■ Task requirements: An exact repetition of the data is required; no picture should appear in it.

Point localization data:
════════════════════

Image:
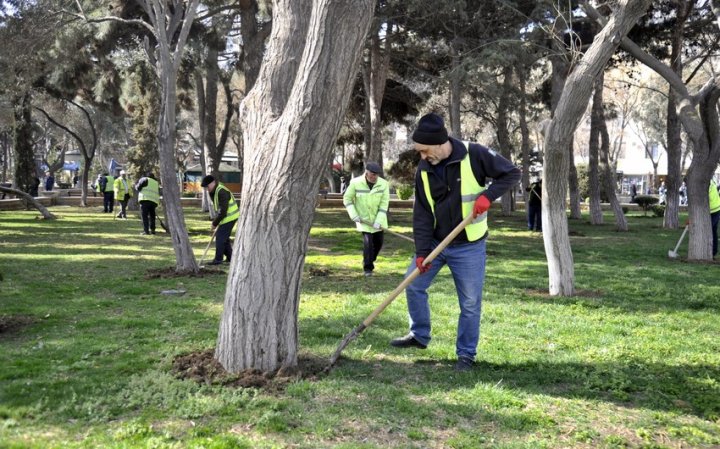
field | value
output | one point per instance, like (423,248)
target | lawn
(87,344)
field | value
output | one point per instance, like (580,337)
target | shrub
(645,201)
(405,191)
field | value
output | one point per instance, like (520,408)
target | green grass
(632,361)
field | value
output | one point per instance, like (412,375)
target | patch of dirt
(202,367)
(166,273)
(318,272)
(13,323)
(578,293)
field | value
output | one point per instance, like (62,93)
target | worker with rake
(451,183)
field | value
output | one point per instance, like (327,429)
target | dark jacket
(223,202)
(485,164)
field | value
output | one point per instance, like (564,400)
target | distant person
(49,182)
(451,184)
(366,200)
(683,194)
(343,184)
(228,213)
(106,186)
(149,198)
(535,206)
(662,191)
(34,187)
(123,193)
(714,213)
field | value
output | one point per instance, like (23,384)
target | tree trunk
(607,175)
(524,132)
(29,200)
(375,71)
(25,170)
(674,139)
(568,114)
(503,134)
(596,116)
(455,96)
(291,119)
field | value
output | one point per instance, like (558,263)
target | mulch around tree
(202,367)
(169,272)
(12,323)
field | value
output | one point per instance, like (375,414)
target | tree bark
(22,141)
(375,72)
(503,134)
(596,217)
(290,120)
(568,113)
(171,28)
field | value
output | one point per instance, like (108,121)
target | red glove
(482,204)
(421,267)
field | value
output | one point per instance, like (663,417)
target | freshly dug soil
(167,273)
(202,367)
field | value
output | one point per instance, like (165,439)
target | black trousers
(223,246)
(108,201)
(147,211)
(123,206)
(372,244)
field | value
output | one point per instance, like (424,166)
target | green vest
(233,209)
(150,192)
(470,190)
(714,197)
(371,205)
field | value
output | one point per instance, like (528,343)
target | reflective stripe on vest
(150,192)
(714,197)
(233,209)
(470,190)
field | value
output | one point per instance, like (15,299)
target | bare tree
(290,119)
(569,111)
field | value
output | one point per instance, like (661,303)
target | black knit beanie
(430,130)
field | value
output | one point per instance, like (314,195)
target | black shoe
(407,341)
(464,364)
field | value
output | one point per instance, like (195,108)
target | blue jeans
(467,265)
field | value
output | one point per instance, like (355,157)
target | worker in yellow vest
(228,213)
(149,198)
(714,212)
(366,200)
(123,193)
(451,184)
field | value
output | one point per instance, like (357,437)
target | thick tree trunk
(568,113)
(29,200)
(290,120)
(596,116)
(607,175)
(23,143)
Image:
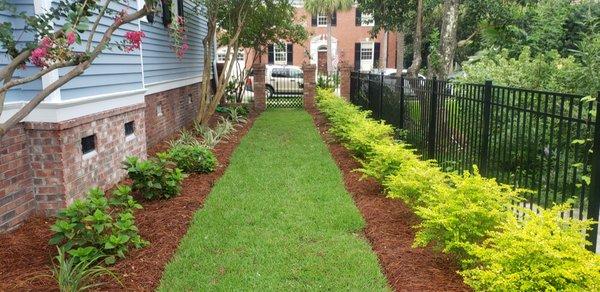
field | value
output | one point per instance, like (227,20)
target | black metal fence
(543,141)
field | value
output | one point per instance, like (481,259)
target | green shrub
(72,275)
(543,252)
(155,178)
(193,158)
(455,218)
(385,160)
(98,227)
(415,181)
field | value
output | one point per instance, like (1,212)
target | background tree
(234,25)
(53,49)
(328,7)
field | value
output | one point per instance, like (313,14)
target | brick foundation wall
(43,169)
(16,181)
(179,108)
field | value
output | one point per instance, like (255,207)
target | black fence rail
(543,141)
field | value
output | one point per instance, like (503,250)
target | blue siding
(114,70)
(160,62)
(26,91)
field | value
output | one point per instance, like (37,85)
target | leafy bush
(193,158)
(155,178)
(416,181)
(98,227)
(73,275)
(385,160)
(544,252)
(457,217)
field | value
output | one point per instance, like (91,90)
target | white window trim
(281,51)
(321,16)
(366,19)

════════════════════

■ Result for this task:
Image:
field | value
output | one point per instance, like (423,248)
target | lawn
(87,344)
field | value
output | one point per instance, like (580,337)
target | shrub
(645,201)
(405,191)
field | value
output | one point per instance, like (520,408)
target | green grass
(632,361)
field | value
output | one point per instance, like (412,375)
target | patch of dirt
(202,367)
(166,273)
(318,272)
(13,323)
(578,293)
field | value
output | one point per instance, like (62,93)
target | worker with rake
(451,183)
field | value
output | one point per instance, like (327,429)
target | dark jacket
(223,202)
(485,164)
field | value
output | one point per instance, like (564,400)
target | distant person
(49,182)
(451,184)
(366,200)
(683,194)
(343,184)
(228,213)
(106,186)
(149,198)
(535,206)
(662,191)
(34,187)
(123,193)
(714,213)
field | value
output | one point per instance, like (23,384)
target | tree trunk
(607,175)
(524,132)
(29,200)
(375,71)
(25,170)
(674,139)
(568,114)
(503,134)
(596,116)
(455,96)
(291,119)
field | value
output | one point per instance, like (558,263)
target | mulch around tree
(202,367)
(169,272)
(12,323)
field | value
output | one point per instance, like (375,414)
target | tree bark
(22,141)
(375,72)
(503,134)
(596,217)
(290,120)
(568,113)
(171,28)
field | value
output | one point per instance, like (108,121)
target | red glove
(482,204)
(421,267)
field | value
output | one point per instance, like (663,417)
target | freshly dug soil
(167,273)
(202,367)
field | value
output | one point per instance, like (165,439)
target | black trousers
(223,246)
(108,201)
(147,211)
(123,206)
(372,244)
field | value
output | one point per instance, like (424,166)
target | green vest
(233,209)
(150,192)
(470,190)
(714,197)
(371,205)
field | value
output | one point per instance, like (528,343)
target | reflective stripe on vest
(150,192)
(714,197)
(233,209)
(470,190)
field | value
output | one point per instance, like (15,299)
target | bare tree
(290,119)
(569,111)
field | value
output | one point per instance, like (661,303)
target | black knit beanie
(430,130)
field | value
output | one point per instance, like (314,195)
target | black shoe
(407,341)
(464,364)
field | value
output | one point per instance, like (195,108)
target | blue jeans
(467,265)
field | value
output | one point per instance, like (355,157)
target | worker in yellow vest
(228,213)
(149,198)
(714,212)
(366,200)
(123,193)
(451,184)
field | value
output | one point per instance, like (357,437)
target | thick tree trunk
(568,113)
(29,200)
(290,120)
(596,116)
(607,175)
(23,143)
Image:
field | value
output | one point per instance, like (227,20)
target | black metal fence
(543,141)
field | value
output | one point per instance, like (481,259)
target | green shrub
(72,275)
(543,252)
(155,178)
(193,158)
(455,218)
(385,160)
(98,227)
(415,181)
field | value
output | one point per instance, like (1,212)
target | background tree
(234,25)
(53,49)
(328,7)
field | value
output | one point per instance, like (313,14)
target | brick foundation wall
(43,169)
(16,181)
(179,108)
field | value
output | one point per instance, like (255,207)
target | black fence rail
(543,141)
field | value
output | one point per instance, like (503,250)
target | blue siding
(114,70)
(160,62)
(26,91)
field | value
output | one point per instance, like (37,85)
target | leafy bush
(193,158)
(155,178)
(416,181)
(98,227)
(73,275)
(385,160)
(544,252)
(457,217)
field | value
output | one point per instance, like (91,90)
target | white window trim
(281,51)
(321,16)
(366,19)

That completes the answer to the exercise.